▸ Written problem 1
According to the Trafodion passage, what does the Welsh word "Trafodion" mean?
--- Source passage ---
您的位置:首页 > 数据库

Trafodion: 针对HBase的SQL事务支持

2014-10-31 13:49 232 查看
Introduction

Trafodion is an open source initiative from HP, incubated at HP Labs

and HP-IT, to develop an enterprise-class SQL-on-HBase solution

targeted for big data transactional or operational workloads. HP has

developed transactional SQL technologies with more than 20 years of

investment into database technology and solutions. Trafodion brings

this core technology to the Hadoop ecosystem. The name 'Trafodion'

(the Welsh word for transactions, pronounced ‘Tra-vod-eee-on':) was

chosen specifically to emphasize the differentiation that Trafodion

provides in closing a critical gap in the Hadoop ecosystem. To find out

more about the origin and the name of the project, please visit

www.hp.com/go/trafodion.

Target workloads

Hadoop workloads span from long-running batch mode to low-latency

operational workloads as shown in the figure below. The three

categories on the right side are analytic workloads and are regarded as

well-suited for Hadoop and therefore have garnered the most attention.

In contrast, the leftmost workload defined as “Operational” is a new class

of workloads that encompasses OLTP workloads as well as transactions

that include social and mobile data interactions and observations using

a mixture of structured and semi-structured data.



Traditionally, these workloads have been handled by relational

databases. But, relational databases have scalability issues and do not

provide schema flexibility required in certain cases. Hadoop addresses

these limitations. Combined with Hadoop’s perceived benefits of

significantly reduced costs, there is growing interest and pressure to

embrace these workloads in the Hadoop ecosystem.
--- Task inputs ---
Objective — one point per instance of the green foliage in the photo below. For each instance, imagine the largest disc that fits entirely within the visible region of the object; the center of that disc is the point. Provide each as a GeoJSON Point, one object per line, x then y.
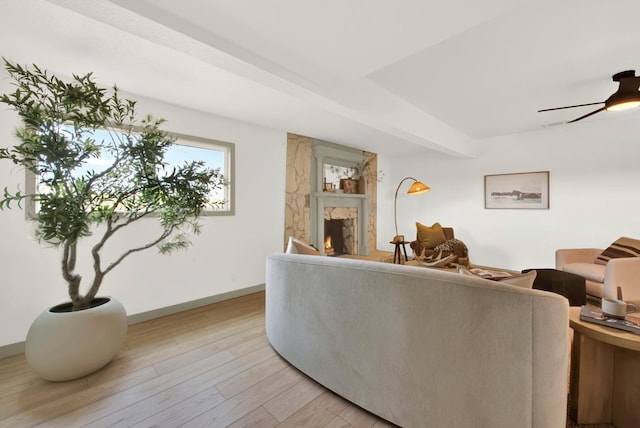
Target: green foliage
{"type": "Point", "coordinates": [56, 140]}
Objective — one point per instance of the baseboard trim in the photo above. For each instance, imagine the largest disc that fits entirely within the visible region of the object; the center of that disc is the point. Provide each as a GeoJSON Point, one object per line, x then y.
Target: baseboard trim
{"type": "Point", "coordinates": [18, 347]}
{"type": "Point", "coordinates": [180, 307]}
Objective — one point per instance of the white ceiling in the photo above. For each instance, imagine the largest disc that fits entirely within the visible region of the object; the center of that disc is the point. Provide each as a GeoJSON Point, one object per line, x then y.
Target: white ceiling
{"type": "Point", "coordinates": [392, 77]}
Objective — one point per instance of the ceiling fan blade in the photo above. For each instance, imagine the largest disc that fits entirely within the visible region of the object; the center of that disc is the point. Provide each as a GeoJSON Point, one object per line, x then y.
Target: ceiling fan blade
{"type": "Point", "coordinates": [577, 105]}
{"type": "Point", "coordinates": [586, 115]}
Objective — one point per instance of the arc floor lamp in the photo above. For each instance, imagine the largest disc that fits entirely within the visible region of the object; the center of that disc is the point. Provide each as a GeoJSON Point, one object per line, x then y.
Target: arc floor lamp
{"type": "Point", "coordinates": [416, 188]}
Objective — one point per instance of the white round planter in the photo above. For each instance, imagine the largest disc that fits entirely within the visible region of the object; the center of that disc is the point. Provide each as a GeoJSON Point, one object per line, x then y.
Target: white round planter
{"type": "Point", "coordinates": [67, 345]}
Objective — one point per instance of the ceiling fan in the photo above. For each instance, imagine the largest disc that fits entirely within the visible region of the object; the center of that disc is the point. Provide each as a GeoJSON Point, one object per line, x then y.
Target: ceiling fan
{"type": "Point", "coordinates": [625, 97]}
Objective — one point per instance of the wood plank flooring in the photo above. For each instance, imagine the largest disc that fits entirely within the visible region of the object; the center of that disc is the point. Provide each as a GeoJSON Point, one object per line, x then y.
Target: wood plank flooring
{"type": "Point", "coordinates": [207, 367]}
---
▸ Written problem 2
Give the part of the records that opens with the line containing "Objective — one point per instance of the wood" and runs to the end of the records as a JSON list of strings, one string per line, with blank lines left out.

▸ Complete answer 1
Transactions.

▸ Complete answer 2
[
  "Objective — one point per instance of the wood plank flooring in the photo above. For each instance, imagine the largest disc that fits entirely within the visible region of the object; the center of that disc is the point. Provide each as a GeoJSON Point, one object per line, x then y.",
  "Target: wood plank flooring",
  "{\"type\": \"Point\", \"coordinates\": [207, 367]}"
]